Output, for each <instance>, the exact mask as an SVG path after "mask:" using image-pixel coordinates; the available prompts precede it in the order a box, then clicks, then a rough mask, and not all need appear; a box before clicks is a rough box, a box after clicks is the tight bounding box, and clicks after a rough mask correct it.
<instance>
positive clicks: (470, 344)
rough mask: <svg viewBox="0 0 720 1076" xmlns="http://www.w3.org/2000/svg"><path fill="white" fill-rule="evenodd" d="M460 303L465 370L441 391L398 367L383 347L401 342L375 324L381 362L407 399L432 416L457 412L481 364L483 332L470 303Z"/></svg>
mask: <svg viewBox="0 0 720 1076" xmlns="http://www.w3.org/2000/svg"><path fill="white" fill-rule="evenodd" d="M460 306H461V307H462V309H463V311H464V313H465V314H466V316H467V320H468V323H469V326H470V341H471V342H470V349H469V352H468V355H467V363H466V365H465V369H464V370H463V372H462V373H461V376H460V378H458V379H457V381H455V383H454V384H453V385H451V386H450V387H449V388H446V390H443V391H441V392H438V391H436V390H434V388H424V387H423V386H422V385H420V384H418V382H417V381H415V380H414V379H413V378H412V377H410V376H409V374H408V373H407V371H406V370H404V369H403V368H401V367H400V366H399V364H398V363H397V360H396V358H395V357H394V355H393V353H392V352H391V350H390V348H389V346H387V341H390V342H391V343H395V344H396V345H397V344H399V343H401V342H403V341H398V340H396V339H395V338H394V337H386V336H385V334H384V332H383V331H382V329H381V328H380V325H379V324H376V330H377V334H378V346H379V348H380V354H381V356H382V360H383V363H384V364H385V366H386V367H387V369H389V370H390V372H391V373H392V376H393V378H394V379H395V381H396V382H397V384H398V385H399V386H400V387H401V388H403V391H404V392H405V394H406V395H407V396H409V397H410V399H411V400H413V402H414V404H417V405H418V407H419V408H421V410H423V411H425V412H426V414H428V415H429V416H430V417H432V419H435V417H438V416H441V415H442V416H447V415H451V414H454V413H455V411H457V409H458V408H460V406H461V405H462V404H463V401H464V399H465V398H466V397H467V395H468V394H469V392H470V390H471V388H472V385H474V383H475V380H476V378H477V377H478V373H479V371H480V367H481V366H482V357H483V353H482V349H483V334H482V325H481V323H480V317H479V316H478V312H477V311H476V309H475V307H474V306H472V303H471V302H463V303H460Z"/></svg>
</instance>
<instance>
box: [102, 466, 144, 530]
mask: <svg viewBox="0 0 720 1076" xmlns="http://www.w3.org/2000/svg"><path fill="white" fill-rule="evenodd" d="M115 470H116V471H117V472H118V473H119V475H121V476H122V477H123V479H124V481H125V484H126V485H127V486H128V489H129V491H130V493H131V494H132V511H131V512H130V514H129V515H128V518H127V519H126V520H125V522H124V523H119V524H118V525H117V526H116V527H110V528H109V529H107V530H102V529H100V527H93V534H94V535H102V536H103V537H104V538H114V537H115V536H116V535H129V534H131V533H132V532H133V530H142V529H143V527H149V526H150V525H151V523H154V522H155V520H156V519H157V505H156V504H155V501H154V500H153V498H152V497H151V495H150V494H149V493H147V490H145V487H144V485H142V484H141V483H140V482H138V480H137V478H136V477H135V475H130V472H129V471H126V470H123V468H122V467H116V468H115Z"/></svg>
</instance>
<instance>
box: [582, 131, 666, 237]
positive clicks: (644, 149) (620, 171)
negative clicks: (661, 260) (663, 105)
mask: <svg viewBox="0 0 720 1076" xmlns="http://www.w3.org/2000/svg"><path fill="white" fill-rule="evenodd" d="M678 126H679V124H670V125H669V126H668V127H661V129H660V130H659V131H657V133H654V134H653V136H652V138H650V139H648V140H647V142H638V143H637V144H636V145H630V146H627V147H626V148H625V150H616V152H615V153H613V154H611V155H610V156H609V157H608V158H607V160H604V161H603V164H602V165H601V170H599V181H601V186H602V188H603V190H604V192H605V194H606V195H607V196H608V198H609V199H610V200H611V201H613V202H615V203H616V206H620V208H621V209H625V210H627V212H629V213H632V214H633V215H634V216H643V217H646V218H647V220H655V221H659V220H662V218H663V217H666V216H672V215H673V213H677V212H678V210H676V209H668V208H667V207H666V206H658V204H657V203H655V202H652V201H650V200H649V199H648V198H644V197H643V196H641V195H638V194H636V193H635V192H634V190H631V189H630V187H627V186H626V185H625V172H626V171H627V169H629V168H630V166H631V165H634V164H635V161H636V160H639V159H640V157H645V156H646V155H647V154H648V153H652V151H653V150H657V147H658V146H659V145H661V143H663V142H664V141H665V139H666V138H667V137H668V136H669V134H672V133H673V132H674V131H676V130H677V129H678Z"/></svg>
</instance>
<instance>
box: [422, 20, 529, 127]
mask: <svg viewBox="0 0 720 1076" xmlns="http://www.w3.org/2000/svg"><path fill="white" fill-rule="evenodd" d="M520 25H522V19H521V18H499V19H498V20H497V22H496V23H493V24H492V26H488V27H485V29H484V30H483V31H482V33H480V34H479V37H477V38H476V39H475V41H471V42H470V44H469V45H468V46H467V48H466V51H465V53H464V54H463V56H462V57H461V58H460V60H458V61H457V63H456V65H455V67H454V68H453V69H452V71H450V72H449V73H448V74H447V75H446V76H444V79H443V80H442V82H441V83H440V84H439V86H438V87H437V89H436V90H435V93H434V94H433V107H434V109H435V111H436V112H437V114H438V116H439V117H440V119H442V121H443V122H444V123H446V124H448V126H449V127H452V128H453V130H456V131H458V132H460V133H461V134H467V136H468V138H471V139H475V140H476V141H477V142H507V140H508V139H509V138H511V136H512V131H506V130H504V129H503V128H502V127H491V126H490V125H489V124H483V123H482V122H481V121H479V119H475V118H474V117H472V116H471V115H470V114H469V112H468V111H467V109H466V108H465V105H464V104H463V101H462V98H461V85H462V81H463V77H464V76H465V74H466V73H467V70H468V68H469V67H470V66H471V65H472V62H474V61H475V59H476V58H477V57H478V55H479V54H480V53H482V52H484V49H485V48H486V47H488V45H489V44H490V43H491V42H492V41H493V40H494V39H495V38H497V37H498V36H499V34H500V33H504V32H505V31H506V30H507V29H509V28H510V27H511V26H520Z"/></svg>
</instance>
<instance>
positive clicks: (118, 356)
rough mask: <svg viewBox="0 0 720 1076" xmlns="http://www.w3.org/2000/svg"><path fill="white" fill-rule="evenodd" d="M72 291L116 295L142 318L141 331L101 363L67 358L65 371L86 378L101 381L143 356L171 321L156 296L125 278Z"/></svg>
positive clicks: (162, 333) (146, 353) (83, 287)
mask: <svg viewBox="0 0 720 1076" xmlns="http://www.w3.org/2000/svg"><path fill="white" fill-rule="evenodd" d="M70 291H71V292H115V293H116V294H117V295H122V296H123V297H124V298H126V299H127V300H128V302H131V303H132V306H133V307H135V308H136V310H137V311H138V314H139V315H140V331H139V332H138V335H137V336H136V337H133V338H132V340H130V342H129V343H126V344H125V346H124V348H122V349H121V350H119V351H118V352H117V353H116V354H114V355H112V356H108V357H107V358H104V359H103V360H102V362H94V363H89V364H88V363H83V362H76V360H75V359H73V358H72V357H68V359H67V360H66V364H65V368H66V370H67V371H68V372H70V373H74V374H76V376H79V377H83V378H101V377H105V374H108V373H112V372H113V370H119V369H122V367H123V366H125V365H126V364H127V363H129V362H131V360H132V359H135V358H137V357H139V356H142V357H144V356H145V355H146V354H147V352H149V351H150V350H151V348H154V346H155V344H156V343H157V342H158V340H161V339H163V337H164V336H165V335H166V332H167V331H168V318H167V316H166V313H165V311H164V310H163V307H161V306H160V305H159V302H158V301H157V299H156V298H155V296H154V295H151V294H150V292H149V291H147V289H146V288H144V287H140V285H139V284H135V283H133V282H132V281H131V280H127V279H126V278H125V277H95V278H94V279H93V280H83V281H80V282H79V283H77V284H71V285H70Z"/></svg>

# # # # #

* AIM OF THE EXERCISE:
Copy the rows word for word, starting at the very first line and ending at the line that contains "positive clicks: (470, 344)".

* EXPECTED ANSWER:
Output, for each <instance>, the exact mask as an SVG path after "mask:" using image-pixel coordinates; the available prompts precede it in the order a box, then clicks, then a rough mask, and not all need appear; a box before clicks is a rough box, a box after clicks is the tight bounding box, and clicks after a rough mask correct it.
<instance>
positive clicks: (470, 344)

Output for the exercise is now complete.